___ SUPPLIED DATA ___
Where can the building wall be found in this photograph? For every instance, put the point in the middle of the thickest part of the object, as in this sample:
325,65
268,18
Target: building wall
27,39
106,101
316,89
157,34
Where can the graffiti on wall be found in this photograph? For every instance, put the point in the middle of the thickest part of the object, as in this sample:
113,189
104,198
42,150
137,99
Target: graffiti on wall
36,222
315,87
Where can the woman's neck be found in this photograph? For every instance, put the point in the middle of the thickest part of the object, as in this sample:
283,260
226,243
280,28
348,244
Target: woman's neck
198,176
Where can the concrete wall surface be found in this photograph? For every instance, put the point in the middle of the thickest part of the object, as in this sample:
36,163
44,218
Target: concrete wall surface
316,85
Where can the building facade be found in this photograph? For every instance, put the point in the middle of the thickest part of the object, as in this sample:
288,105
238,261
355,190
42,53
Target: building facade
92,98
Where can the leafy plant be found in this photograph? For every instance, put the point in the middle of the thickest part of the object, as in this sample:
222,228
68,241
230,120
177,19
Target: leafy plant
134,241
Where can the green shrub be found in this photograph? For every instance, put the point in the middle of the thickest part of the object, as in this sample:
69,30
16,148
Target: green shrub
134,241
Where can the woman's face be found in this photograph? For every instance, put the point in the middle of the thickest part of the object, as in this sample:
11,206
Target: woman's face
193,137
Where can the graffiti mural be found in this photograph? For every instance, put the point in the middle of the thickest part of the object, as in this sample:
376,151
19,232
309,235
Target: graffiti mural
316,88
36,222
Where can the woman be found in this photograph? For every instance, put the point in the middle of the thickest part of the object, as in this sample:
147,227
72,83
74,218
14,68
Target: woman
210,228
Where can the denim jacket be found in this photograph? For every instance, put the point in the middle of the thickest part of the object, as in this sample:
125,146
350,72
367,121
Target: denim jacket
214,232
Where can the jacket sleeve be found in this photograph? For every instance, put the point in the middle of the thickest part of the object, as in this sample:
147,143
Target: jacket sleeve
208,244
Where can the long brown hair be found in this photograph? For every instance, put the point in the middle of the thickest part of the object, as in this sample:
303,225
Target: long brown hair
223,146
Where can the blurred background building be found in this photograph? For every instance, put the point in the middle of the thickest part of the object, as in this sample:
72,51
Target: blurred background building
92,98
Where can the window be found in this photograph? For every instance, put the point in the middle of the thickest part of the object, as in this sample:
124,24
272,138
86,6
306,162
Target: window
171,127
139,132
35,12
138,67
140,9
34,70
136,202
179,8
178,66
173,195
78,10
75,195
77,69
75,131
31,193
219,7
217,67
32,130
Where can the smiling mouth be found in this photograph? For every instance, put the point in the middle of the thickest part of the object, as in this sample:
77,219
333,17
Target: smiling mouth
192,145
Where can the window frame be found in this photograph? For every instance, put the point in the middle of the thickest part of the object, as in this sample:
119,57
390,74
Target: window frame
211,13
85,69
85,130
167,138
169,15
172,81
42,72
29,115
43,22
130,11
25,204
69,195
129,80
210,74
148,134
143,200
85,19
___
TASK PROMPT → Give the data again, unchanged in every line.

RESULT OF THIS EXERCISE →
Where can the building wall be found in this photograph? For every instance, put the point in the middle of the thickest part of the object, as in this sample:
325,65
268,18
Target: building wall
27,39
106,101
316,89
157,34
Where can the graffiti on wall be found in this photograph? For every instance, put the point in the middle of the thickest part of the object, as in this sample:
113,189
104,198
42,150
137,99
Target: graffiti on wall
36,222
315,87
Where can the woman's neck be found in this photograph? For every instance, put the point in the middle of the thickest part of the object, as in this sample:
283,260
226,243
280,28
348,244
Target: woman's neck
198,176
Where can the concrete wall surface be found in this photograph? For every instance, put the point in the middle of the thickest part of the object, as in this sample:
36,163
44,218
Target: concrete wall surface
316,85
Where can the building facade be found in this photograph? For every instance, put the point in the middle of the thickest part of the object, as in this sample:
288,105
238,261
355,190
42,53
Target: building facade
92,98
Where can the leafy plant be found in this photograph? For every instance, put the point in the middle of the thickest part of the object, as in this sample:
222,228
68,241
230,120
177,19
Target: leafy plant
134,241
Where can the green shrub be found in this photograph? For every instance, put the point in the middle of the thickest part of the object, as in this sample:
69,30
16,148
Target: green shrub
134,241
Where can the woman's face be found in this photograph? For every instance, put the point in the middle of the thickest part of the object, as in this sample:
11,206
Target: woman's face
193,137
Where can the graffiti mural be found in this photograph? For every instance, put the point in the middle of the thickest part of the object, as in this sample:
376,151
19,232
309,235
Target: graffiti mural
316,88
36,222
Where can the woman be found in this photograph? For every instance, put the point in the middle of the thickest part of the object, as in this sample:
147,227
72,83
74,218
14,68
Target: woman
210,228
Where can the denim jacket be found in this photograph? For every instance, put the point in the middle of the thickest part of the object, as in this sample:
125,146
350,72
367,121
Target: denim jacket
214,232
Where can the jacket sleeve be found in this photograph? For every instance, put the point in the middle of the thickest part of the object, as in this sample:
147,143
Target: jacket sleeve
208,244
Where can the long brown hair be found in this photograph? For every instance, put the point in the middle of the thickest part of the object, as in this sample:
303,225
Target: long brown hair
223,146
Where can the blurred background building be found in this photograph? For every instance, put the point in the middle of the thickest part of the object, as in this sample:
72,51
Target: blurred background building
92,98
Where can the window be found in this photograph? For every instance, put the point in the middle of the thickest part of the object, as in this sample:
124,24
272,138
86,6
306,162
Target: window
171,127
139,132
35,12
138,67
140,9
34,70
136,202
179,8
178,66
173,195
78,10
75,195
77,69
75,131
31,193
219,7
217,67
32,130
Where can the smiling mouth be found in this photograph? For every instance, put the point in the middle of the thickest part of the object, as in this sample:
77,219
333,17
Target: smiling mouth
192,145
Where can the window frame be found in this photograph? For every instance, put the point in the middle of the thickest part of the object, as in this sample:
119,57
390,74
Target: window frame
211,13
85,69
85,130
167,138
169,15
172,81
42,72
29,115
43,22
130,11
25,204
69,195
129,80
210,74
148,134
143,200
85,19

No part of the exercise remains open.